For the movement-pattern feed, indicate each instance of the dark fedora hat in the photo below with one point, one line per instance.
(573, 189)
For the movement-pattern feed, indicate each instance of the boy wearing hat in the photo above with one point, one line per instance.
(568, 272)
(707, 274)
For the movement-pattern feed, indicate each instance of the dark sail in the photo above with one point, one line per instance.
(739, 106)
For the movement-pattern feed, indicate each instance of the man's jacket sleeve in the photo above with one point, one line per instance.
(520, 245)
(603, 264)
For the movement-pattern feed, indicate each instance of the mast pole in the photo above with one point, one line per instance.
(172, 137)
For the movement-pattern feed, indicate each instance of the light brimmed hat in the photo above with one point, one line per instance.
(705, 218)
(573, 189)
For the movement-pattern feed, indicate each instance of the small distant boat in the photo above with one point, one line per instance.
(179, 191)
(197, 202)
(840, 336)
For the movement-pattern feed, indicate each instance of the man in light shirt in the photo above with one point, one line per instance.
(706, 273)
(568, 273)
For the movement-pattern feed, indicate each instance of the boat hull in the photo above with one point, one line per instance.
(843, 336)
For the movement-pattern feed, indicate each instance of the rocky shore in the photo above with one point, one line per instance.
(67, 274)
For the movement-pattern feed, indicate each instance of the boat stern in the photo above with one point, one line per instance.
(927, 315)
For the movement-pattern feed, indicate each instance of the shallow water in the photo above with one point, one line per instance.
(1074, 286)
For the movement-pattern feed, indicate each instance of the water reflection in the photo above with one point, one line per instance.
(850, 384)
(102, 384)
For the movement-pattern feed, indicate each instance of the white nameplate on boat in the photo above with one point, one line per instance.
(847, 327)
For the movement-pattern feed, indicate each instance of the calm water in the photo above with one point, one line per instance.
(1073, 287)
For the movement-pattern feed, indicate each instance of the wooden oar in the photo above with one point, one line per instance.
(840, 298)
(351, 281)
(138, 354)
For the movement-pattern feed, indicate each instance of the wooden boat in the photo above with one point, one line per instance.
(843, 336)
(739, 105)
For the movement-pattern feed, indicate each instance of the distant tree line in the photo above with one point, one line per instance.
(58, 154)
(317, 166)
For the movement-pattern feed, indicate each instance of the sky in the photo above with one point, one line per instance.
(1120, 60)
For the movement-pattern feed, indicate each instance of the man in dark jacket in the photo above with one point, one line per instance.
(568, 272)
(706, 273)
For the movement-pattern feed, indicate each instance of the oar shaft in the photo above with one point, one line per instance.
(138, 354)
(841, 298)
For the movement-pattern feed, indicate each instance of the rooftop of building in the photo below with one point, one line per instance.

*****

Instructions to follow:
Rewrite all of the data above, swapping each occurrence of "one point" for "a single point" and leaving everything else unchanged.

Task response:
For the movement-pattern feed, indicate each instance of the dark fedora hat in the photo below with a single point, one line per instance.
(573, 189)
For the movement-pattern feed, indicate each instance of the boy wearing hat in the photo above with a single point, one line per instance.
(568, 272)
(707, 274)
For the movement-pattern feed, indicate each instance of the dark sail in the photo above with a single point, one line per instance.
(739, 106)
For the movement-pattern feed, indicate each instance of the man's jacket sleeve in the photo above with a single point, one line per instance.
(520, 245)
(603, 264)
For the movement-pattern feed, indicate each instance of the mast pole in the photo above with a single point, one line per instance.
(172, 137)
For the movement-pattern feed, indicate each instance of the light brimmed hat in the photo above with a single point, one line per instance.
(705, 218)
(573, 189)
For the movement-pattern feed, indicate each instance of the small distant boat in the photo above with a single point, one line per instance.
(179, 191)
(197, 202)
(840, 336)
For the movement-pattern feed, indicate each instance of the man in light shirt in the photo above with a single point, one line per instance.
(706, 273)
(568, 273)
For the movement-pattern feed, indicate each instance of the boat hull in the photo above with a single point, one line per instance.
(843, 336)
For the movement-pattern feed, indicate each instance of the rocky shore in the photo above with a single point, one line per instance.
(67, 274)
For the movement-pattern feed, indicate each instance of the boat stern in the photo above with a single point, one line per instance.
(927, 315)
For the movement-pattern feed, indicate each instance of the shallow water in the photo above with a single point, one line per instance.
(1074, 286)
For the movement-pattern feed, indicate each instance of the water reflection in the photo above with a single point, one line per instance.
(850, 384)
(102, 384)
For the movement-pattern feed, indicate each instance of the white nameplate on boat in the photo above with a single point, one line per instance.
(847, 327)
For the movement-pattern feed, indicate each instance of the calm water in the photo above with a single point, one line per instance.
(1073, 287)
For the movement-pattern feed, indicate each instance of the wooden oar in the photo above with a single point, one line per instance.
(840, 298)
(351, 281)
(138, 354)
For the movement-pattern feed, indicate each instance of the wooden boat in the photo above with a single point, one line per instance.
(843, 336)
(739, 105)
For the movement-pattern feed, indicate each instance of the distant tree line in the photo above with a single point, one line per instance.
(58, 154)
(317, 166)
For the movement-pattern feed, indicate each instance of the sky in the photo above with a single point, one line per instance.
(1120, 60)
For the movement-pattern feed, indicate each instance of the man in dark jacket in the photo above with a single point, one line per instance.
(568, 272)
(706, 273)
For the movement-pattern feed, indicate each instance of the oar shaft in the photo above with a single point, one line per instance.
(138, 354)
(841, 298)
For the movement-pattern feed, indicate each instance of the rooftop of building in the photo below with a single point, one line per instance.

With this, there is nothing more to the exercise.